• Work to complete:
Give only the number of lines below that contain the string "polo". Case counts.

--- Start of Dataset rows ---

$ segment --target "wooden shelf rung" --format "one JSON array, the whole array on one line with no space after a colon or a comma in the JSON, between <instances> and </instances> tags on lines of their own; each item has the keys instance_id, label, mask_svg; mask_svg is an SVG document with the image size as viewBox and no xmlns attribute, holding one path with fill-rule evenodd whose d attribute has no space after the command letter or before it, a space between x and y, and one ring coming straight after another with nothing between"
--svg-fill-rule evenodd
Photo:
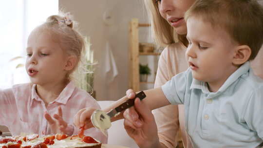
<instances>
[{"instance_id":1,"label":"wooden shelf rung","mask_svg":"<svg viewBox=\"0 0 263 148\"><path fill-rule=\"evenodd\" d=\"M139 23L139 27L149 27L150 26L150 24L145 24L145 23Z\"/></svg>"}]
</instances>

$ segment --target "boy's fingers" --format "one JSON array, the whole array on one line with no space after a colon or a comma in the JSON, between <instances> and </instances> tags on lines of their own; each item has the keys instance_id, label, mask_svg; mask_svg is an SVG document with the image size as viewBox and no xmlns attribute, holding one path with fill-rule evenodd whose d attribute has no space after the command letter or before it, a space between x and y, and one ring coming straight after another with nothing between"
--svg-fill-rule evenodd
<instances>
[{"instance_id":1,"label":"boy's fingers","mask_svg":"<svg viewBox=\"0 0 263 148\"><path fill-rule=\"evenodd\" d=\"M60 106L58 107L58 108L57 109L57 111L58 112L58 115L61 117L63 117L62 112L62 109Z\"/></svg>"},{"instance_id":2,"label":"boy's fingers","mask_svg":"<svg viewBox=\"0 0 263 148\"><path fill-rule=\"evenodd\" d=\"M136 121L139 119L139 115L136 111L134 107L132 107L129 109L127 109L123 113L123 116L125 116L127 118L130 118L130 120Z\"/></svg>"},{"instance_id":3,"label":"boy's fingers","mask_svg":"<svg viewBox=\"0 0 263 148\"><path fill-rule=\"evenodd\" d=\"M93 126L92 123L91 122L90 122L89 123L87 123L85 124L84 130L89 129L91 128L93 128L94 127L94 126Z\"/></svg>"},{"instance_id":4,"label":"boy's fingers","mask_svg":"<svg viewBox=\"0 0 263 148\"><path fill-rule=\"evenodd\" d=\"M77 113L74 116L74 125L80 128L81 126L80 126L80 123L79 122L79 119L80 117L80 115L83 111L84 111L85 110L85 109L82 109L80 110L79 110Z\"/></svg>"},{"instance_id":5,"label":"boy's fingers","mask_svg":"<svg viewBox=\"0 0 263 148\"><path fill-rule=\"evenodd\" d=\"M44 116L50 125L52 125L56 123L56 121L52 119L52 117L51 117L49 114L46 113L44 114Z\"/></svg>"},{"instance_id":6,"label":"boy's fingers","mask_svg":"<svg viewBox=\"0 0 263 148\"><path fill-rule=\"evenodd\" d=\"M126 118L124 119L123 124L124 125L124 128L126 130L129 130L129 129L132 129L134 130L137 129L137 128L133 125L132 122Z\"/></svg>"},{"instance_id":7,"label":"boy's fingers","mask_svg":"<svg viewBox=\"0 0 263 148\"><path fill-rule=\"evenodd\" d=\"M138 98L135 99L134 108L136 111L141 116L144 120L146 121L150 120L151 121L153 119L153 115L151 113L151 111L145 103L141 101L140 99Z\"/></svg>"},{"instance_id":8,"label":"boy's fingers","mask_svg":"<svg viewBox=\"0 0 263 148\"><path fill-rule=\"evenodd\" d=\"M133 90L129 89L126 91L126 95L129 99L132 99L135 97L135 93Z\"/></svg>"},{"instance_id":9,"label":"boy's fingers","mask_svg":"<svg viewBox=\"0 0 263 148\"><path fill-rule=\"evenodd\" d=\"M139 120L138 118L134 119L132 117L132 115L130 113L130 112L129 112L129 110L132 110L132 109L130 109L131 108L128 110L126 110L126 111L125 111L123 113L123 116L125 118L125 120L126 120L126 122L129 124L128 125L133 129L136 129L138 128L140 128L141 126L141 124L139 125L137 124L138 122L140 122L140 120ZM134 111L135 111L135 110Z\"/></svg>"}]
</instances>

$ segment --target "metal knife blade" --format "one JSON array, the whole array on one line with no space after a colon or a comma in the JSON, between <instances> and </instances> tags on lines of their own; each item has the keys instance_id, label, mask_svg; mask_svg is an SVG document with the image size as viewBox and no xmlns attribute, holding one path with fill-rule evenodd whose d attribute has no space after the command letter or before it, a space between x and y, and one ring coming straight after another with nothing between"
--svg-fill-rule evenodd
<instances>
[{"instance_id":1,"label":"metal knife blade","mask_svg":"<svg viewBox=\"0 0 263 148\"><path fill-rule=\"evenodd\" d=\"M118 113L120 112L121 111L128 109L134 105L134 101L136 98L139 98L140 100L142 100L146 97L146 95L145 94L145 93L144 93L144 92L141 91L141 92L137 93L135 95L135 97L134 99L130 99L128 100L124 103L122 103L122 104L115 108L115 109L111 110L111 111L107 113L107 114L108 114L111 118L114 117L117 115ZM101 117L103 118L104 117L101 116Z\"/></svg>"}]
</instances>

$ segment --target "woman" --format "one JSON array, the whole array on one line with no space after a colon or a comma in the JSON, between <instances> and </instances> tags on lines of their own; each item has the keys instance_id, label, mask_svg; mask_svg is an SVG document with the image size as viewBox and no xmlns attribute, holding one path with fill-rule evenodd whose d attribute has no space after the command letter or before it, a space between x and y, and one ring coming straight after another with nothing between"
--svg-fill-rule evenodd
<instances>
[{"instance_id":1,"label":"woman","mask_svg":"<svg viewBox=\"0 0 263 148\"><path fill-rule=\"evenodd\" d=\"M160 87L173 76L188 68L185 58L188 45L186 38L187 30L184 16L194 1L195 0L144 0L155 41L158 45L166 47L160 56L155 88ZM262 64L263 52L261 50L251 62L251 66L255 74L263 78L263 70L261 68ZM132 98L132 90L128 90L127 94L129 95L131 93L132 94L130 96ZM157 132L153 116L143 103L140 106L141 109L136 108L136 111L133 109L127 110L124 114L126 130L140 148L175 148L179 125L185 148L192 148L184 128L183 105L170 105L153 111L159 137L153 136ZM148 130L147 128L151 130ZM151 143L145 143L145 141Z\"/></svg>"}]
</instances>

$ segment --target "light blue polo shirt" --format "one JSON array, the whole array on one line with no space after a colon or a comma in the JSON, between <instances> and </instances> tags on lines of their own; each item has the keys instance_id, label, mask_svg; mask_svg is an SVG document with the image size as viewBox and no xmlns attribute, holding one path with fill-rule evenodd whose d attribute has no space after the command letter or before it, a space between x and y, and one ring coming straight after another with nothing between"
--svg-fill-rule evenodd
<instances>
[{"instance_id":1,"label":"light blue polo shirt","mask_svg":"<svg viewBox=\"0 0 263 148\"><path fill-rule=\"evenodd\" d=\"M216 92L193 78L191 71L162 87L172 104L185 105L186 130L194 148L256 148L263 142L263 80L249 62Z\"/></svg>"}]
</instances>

--- End of Dataset rows ---

• The completed task:
2